-- START Reading text --
Weekly Market Update

Investment markets and key developments over the past week

  • Global share markets generally rose over the last week as a dovish US Federal Reserve (Fed) and solid economic data offset continuing uncertainty regarding Iraq and Ukraine. US shares gained 1.4%, European shares gained 0.3%, Japanese shares rose 1.7% and Australian shares rose 0.3%. Chinese shares fell 2.1% though, partly dragged down by worries about new share initial public offerings. Bond yields were flat to down helped by indications that the Fed sees lower long-term interest rates, but yields backed up a bit in Spain and Italy. While oil was little changed, gold and metal prices had a rise. The Australian dollar was essentially unchanged.
  • The message from the Fed’s latest meeting was supportive of both bonds and equities. While our concern for some time has been that there will be some sort of inflation/Fed rates scare this year – much like last year’s taper scare – at this stage it still seems a while off. While the Fed is more confident on the growth and unemployment outlook, it doesn’t look to be too fussed by the recent rise in CPI inflation because its preferred measure of inflation is running somewhat lower and the CPI may have been boosted by noise and it would clearly like to see broader measures of spare capacity in the labour market improve. As a result, Fed Chair Janet Yellen continues to point out that below normal levels for the Fed Funds rate may be warranted even after inflation and unemployment have returned to target. What’ s more, the Fed meeting participants revised down their median long run Fed Funds rate level by 0.25% to 3.75%. So understandably both bonds and equities rallied.
-- END Reading text --
_Your goal_
Continue the weekly market update from its last sentence, keeping the same style and focus.
-- START Supplied entries --
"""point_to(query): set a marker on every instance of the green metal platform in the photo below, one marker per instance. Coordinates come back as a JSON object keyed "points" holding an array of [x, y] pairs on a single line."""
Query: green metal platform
-- END Supplied entries --
-- START Supplied entries --
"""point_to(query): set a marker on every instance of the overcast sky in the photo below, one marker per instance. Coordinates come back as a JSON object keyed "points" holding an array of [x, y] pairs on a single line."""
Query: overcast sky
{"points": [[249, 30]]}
-- END Supplied entries --
_Answer below_
  • However, it’s not necessarily all smooth sailing. Fed meeting participants did creep up their interest rate expectations for 2015 and 2016 and, as Janet Yellen points out, the key will be what happens to the data going forward. Our view remains that the first Fed rate hike is still 9-12 months away, but we are likely to see more focus on this in the months ahead, particularly if US economic data remains solid. With US (and global) bond yields a lot lower than they were at the start of the year there is a bit of complacency on this front. So a US inflation/rates scare could still be a source of market volatility in the months ahead.
  • Ukraine and Iraq are clearly bubbling away as risks but not posing major threats, at least not yet. The conflict in Iraq is still building with the US committing military advisers and considering air strikes, but our assessment remains that it will have to get a lot worse before it becomes a major threat. The conflict is currently in the north of Iraq but 2.1 million barrels per day (mbd) of its 2.3 mbd of oil exports comes from the south, OPEC has sufficient spare capacity to meet any shortfall from Iraq and US shale oil production means that the US is less affected than in times past. Historically the oil price needs to double within 12 months before economic growth is severely impacted and right now we are a long way from that.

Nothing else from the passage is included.